* Activity: Retype only what runs from the first line of the records to the line with "hmm let me think… yeah I need to find the house", inclusive, and no pictures.

* Data shown:
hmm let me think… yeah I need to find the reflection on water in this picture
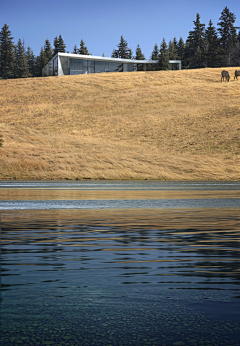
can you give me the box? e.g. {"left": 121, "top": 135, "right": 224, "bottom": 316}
{"left": 0, "top": 181, "right": 240, "bottom": 345}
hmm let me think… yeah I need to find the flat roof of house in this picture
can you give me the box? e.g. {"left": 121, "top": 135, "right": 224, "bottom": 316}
{"left": 53, "top": 52, "right": 181, "bottom": 65}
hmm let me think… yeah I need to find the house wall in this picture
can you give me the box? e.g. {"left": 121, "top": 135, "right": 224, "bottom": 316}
{"left": 42, "top": 59, "right": 53, "bottom": 77}
{"left": 42, "top": 54, "right": 181, "bottom": 76}
{"left": 59, "top": 56, "right": 70, "bottom": 75}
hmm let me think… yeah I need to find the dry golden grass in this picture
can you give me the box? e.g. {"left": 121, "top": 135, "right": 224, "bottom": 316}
{"left": 0, "top": 67, "right": 240, "bottom": 180}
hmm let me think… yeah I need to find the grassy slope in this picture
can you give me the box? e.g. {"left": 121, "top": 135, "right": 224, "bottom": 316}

* Output for this exercise:
hmm let me think… yeah I need to find the reflection on water in this picture
can you give me the box? e.g. {"left": 121, "top": 135, "right": 224, "bottom": 316}
{"left": 0, "top": 181, "right": 240, "bottom": 345}
hmm let me think… yeah I need to find the flat roof of house in this picture
can you give me the box? e.g. {"left": 121, "top": 135, "right": 224, "bottom": 316}
{"left": 53, "top": 52, "right": 181, "bottom": 65}
hmm let me think… yeah I need to find the house wall in this picture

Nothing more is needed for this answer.